▶ **TASK**: Return the lines below that carry the word "window".
+ + +
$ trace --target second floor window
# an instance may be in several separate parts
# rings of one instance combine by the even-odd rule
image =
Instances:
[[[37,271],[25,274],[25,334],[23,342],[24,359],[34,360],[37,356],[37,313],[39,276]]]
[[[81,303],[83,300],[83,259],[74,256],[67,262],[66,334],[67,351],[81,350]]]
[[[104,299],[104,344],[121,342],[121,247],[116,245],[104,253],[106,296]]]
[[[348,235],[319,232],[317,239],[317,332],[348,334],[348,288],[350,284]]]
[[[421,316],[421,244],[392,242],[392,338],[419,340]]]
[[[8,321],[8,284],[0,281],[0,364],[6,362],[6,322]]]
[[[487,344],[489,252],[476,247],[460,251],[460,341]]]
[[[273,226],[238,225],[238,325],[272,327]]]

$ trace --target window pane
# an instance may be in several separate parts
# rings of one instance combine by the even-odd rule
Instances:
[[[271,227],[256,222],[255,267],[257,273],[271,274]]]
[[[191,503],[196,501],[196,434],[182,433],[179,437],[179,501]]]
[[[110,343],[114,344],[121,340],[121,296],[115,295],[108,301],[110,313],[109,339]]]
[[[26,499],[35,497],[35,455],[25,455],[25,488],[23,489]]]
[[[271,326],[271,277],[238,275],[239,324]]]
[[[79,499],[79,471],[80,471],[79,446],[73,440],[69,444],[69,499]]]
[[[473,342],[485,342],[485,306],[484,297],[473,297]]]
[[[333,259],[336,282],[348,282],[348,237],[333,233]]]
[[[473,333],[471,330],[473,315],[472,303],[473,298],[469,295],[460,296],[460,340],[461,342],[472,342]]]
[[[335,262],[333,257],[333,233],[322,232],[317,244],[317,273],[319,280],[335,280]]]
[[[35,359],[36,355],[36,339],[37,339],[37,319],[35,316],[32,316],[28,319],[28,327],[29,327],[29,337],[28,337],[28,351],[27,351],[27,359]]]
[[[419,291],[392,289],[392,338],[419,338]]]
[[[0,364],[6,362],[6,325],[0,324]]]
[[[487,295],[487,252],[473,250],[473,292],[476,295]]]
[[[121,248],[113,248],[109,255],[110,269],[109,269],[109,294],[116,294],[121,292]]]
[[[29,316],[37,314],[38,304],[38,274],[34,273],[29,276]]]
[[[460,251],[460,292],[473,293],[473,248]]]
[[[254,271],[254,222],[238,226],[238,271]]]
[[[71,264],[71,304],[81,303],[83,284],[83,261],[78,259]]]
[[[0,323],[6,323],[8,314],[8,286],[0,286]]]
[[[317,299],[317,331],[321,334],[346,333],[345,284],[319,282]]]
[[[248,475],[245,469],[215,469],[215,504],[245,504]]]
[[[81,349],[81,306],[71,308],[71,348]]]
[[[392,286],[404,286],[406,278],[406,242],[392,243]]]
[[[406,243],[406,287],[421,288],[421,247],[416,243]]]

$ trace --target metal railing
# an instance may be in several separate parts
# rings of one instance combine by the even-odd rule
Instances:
+ + +
▶ **TASK OUTPUT**:
$ trace --target second floor window
$ trace --target window pane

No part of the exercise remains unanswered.